Activity list:
(1) Copy the passage of the Firecrawl guide from "How do I Use" to "web data extraction.".
(2) According to the Firecrawl guide, what does Firecrawl convert websites into?

How do I Use Firecrawl with Python?
Firecrawl is a powerful web scraping and crawling API that converts websites into clean, LLM-ready markdown or structured data. It handles the complexity of modern web pages, including JavaScript rendering, dynamic content, and browser sessions, making it an excellent choice for developers who need reliable web data extraction.
In this guide, you'll learn how to use Firecrawl with Python, from basic setup to advanced scraping techniques.
What is Firecrawl?

Provided information:
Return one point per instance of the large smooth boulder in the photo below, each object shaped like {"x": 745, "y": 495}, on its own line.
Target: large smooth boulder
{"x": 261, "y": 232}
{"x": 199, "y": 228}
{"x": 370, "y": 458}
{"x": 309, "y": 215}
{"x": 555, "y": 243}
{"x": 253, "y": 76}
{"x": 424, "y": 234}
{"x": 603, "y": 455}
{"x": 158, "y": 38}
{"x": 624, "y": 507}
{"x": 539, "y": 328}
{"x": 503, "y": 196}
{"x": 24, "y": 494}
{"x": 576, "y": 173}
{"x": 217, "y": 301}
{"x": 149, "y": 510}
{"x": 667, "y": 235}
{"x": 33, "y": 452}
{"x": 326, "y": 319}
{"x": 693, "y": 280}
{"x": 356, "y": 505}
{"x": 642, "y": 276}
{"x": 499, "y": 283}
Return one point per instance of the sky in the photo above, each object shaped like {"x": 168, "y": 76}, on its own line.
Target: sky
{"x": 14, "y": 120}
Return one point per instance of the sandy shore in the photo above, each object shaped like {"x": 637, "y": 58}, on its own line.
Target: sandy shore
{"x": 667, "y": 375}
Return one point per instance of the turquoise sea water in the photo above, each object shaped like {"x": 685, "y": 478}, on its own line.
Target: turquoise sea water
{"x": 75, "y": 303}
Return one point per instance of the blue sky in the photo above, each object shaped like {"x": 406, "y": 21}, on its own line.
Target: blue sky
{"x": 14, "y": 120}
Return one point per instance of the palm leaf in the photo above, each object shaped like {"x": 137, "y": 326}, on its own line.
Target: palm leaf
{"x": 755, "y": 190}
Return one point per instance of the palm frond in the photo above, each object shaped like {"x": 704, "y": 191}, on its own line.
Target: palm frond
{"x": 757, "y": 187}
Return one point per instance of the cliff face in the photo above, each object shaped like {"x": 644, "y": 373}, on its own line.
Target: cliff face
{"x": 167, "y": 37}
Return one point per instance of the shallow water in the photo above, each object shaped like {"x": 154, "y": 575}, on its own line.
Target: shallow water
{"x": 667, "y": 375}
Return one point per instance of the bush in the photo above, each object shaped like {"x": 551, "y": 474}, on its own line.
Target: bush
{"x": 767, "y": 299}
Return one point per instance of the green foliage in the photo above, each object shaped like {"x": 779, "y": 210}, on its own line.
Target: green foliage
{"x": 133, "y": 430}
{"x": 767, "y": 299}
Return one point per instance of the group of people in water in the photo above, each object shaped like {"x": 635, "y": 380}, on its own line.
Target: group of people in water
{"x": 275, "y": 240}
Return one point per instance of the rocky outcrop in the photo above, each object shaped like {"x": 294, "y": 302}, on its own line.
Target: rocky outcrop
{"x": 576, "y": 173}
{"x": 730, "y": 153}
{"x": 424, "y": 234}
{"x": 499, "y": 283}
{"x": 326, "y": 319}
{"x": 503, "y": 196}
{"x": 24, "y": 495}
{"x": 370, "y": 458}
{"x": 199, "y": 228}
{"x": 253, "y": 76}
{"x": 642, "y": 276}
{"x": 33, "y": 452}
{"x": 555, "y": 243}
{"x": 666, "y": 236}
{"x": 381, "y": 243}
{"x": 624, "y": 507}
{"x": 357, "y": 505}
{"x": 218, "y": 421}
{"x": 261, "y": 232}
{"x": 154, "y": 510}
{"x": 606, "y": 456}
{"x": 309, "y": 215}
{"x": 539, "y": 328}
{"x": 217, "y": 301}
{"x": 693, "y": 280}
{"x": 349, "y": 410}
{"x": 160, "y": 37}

Per-task outputs:
(1)
How do I Use Firecrawl with Python?
Firecrawl is a powerful web scraping and crawling API that converts websites into clean, LLM-ready markdown or structured data. It handles the complexity of modern web pages, including JavaScript rendering, dynamic content, and browser sessions, making it an excellent choice for developers who need reliable web data extraction.

(2) Clean, LLM-ready markdown or structured data.